PASSAGE:
[Start of section]
The Birth of Humanities: Mythology by Edith Hamilton

MythologyMythology by Edith Hamilton

My rating: 5 of 5 stars

The essence of myths is threefold: it is a branch of natural science, trying to explain what humans saw around them. It is also a genre of pure classical literature. Besides, mythology is religion, the deepening realization of what human beings needed in their gods and goddesses. That is, mythology is a way to show us the way the human race thought and felt untold ages ago. Through mythology we are connected to the men who had close relationship with nature, who had no real distinction between the real and the unreal, unchecked by reason but with the spirit. In this light, Edith Hamilton’s Mythology breathes life into the Greek, Roman, and even Norse myths, which are the bedrock of the western civilization – the stories of gods, goddesses, and heroes that have imbued the humankind with multifarious creativity from time immemorial to present.

The aim of this book is to produce knowledge of the myths that had been recorded by ancient writers and poets. In fact, the myths as we know now are the creation of great poets, one of which is the Iliad by Homer. Unlike the Egyptian, the Greeks made their gods in their own image and breathed them with their emotions and feelings. It is uncertain how the genesis of the Greek mythology came into being; however the earliest Greek poets arrived at a new point of view which had never been dreamed of in the world before them. It was at this point that mankind regarded itself as the center of the universe, intent upon producing the beauty of human, which was the very consummation of reality.
[End of section]
ENTRIES PROVIDED:
[Start of section]
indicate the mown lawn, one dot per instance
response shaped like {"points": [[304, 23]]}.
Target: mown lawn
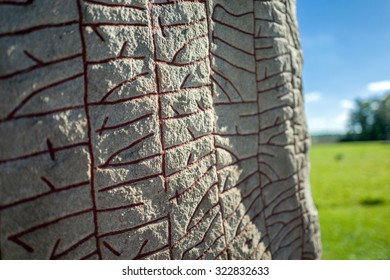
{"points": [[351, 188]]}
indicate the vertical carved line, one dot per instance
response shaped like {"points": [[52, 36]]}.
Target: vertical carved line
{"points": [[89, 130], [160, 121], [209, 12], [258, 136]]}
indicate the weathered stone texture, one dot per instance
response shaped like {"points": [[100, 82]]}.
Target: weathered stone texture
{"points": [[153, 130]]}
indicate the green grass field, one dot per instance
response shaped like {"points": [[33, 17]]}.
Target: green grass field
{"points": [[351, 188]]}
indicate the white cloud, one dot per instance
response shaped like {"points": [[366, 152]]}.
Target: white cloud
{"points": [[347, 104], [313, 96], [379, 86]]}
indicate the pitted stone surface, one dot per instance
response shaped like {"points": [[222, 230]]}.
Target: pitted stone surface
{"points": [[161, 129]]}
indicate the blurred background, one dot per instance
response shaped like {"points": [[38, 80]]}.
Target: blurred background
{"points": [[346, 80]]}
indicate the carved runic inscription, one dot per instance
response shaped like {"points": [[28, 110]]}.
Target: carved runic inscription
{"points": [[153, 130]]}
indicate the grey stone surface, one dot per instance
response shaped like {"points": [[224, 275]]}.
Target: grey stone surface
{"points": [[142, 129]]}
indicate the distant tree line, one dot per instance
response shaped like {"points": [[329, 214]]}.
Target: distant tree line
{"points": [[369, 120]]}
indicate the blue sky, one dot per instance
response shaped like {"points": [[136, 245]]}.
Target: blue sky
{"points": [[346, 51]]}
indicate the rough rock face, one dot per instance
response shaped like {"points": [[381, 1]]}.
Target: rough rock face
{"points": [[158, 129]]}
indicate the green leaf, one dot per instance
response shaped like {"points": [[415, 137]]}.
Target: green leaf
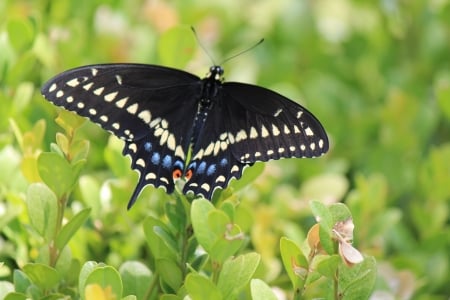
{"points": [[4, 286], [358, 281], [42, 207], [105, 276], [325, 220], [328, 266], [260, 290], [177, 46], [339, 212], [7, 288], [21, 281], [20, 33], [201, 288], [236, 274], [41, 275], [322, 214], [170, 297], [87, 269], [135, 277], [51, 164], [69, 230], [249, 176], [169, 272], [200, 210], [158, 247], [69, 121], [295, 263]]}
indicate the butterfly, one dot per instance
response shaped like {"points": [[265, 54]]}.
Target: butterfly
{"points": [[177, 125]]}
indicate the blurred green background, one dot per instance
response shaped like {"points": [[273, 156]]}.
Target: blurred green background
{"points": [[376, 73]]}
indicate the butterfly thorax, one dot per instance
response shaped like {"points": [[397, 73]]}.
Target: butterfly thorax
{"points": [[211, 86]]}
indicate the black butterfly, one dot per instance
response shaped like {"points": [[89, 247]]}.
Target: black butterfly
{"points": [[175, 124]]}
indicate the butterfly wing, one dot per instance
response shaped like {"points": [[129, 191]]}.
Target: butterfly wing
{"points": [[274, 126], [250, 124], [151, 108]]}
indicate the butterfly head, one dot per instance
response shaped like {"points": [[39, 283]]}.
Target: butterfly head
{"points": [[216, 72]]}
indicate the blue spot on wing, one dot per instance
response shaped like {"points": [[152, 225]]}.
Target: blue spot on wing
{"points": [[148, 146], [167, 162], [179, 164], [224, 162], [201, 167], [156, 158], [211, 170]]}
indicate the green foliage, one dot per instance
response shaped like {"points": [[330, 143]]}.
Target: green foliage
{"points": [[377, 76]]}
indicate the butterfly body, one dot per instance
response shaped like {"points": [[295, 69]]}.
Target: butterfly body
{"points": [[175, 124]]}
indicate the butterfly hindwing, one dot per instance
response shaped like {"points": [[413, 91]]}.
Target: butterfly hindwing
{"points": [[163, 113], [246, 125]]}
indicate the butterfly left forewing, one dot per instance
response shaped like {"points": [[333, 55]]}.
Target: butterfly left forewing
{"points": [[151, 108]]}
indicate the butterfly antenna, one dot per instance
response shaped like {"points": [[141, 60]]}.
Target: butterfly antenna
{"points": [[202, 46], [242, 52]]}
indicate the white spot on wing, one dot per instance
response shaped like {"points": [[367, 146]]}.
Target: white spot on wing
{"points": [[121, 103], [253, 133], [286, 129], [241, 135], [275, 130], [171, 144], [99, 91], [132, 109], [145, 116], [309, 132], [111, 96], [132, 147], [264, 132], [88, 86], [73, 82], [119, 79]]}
[End of section]
WHAT TO WORK ON:
a – According to the book review, how did the Greeks make their gods, unlike the Egyptians?
b – Reproduce the book review from "The aim of this" to "consummation of reality.".

LIST OF ANSWERS:
a – They made their gods in their own image and gave them their own emotions and feelings.

b –
The aim of this book is to produce knowledge of the myths that had been recorded by ancient writers and poets. In fact, the myths as we know now are the creation of great poets, one of which is the Iliad by Homer. Unlike the Egyptian, the Greeks made their gods in their own image and breathed them with their emotions and feelings. It is uncertain how the genesis of the Greek mythology came into being; however the earliest Greek poets arrived at a new point of view which had never been dreamed of in the world before them. It was at this point that mankind regarded itself as the center of the universe, intent upon producing the beauty of human, which was the very consummation of reality.